• _Exercícios para resolver_
a – Diga se cada afirmação abaixo está de acordo com a matéria sobre estimuladores de colágeno, respondendo sim ou não e citando as palavras do texto que decidem a questão: (i) os fibroblastos não conseguem se ligar ao colágeno fragmentado; (ii) na pele envelhecida, os fibroblastos colapsados produzem altos níveis de colágeno; (iii) a fragmentação da matriz dérmica de colágeno resulta da ação de metaloproteinases.
b – Com base na matéria sobre estimuladores de colágeno, explique em uma a três frases por que o envelhecimento da pele se torna um ciclo que não termina.
c – Transcreva da matéria sobre estimuladores de colágeno o trecho que começa nas palavras que contêm "Matéria de capa" e termina em "poli-L-láctico e policaprolactona.".

• _Trecho do texto_
★ ★ ★

Matéria de capa da revista FACE avalia o mecanismo de ação de diferentes produtos estimuladores de colágeno para o rejuvenescimento facial.
Nesta matéria
– O mecanismo de ação de diferentes produtos estimuladores de colágeno.
– As especificações técnicas de uso de hidroxiapatita de cálcio, ácido poli-L-láctico e policaprolactona.
Por Maristela Lobo,
Roger Kirschner e Márcia Viotti
Durante a última década, houve um progresso substancial na compreensão dos mecanismos que promovem o envelhecimento da pele humana. Uma característica importante da pele envelhecida é a fragmentação da matriz dérmica de colágeno – evento responsável pela perda da integridade estrutural e pelo comprometimento da função dos fibroblastos –, que resulta de ações de enzimas específicas (metaloproteinases) observadas no envelhecimento intrínseco e extrínseco1. Os fibroblastos que produzem e organizam a matriz de colágeno não podem se ligar ao colágeno fragmentado e, subsequentemente, colapsam. Na pele envelhecida, os fibroblastos colapsados produzem baixos níveis de colágeno e altos níveis de enzimas que degradam o colágeno. Uma vez perdida uma quantidade crítica de colágeno, esse desequilíbrio avança o processo de envelhecimento em um ciclo deletério que não termina2.

★ ★ ★

• _Informações_
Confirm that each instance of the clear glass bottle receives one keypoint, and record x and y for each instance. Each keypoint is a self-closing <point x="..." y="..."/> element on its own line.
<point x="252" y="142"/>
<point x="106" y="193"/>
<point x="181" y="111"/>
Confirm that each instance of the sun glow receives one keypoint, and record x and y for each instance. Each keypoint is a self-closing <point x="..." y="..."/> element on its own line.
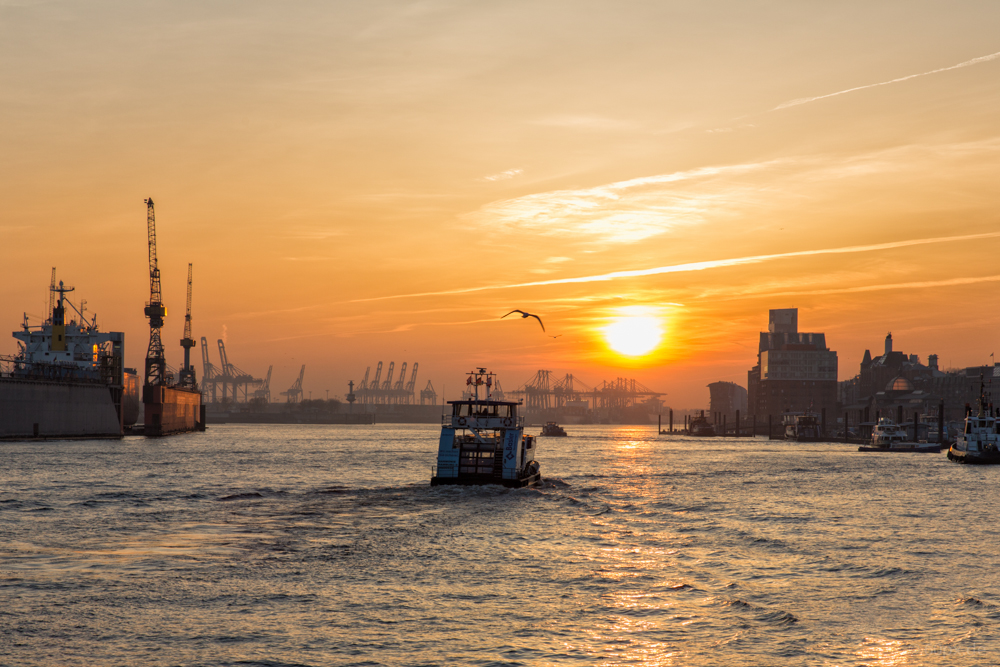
<point x="633" y="334"/>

★ ★ ★

• _Respostas apresentadas_
a –
(i) Sim: "Os fibroblastos que produzem e organizam a matriz de colágeno não podem se ligar ao colágeno fragmentado".
(ii) Não: "os fibroblastos colapsados produzem baixos níveis de colágeno".
(iii) Sim: "que resulta de ações de enzimas específicas (metaloproteinases)".

b – Na pele envelhecida, os fibroblastos colapsados produzem pouco colágeno e muitas enzimas que o degradam. Depois que se perde uma quantidade crítica de colágeno, esse desequilíbrio faz o envelhecimento avançar num ciclo deletério contínuo.

c –
Matéria de capa da revista FACE avalia o mecanismo de ação de diferentes produtos estimuladores de colágeno para o rejuvenescimento facial.
Nesta matéria
– O mecanismo de ação de diferentes produtos estimuladores de colágeno.
– As especificações técnicas de uso de hidroxiapatita de cálcio, ácido poli-L-láctico e policaprolactona.